Dataset items
======
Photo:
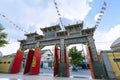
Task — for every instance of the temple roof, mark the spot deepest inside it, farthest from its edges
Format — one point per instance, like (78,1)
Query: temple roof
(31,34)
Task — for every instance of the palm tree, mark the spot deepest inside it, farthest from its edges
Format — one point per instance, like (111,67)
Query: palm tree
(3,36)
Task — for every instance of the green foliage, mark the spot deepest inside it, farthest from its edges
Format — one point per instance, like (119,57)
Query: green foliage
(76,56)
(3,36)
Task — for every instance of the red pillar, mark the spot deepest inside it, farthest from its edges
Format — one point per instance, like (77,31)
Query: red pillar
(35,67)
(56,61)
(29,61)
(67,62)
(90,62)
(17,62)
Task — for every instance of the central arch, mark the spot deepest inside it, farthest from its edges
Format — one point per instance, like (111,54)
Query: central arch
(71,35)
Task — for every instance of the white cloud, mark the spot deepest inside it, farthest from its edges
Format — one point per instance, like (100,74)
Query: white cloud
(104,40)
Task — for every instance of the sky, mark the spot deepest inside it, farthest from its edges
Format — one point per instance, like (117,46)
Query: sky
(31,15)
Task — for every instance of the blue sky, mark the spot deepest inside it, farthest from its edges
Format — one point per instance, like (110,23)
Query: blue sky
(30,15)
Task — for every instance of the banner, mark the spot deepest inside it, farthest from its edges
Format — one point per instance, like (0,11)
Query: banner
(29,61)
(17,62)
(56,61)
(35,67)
======
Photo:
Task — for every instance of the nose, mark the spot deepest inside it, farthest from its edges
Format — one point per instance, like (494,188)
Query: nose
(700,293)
======
### Exercise description
Pull out every line of the entries above that contains the word "nose". Case counts.

### Task result
Task — for every instance of the nose, mark the spot deepest inside it, farthest from its edges
Query: nose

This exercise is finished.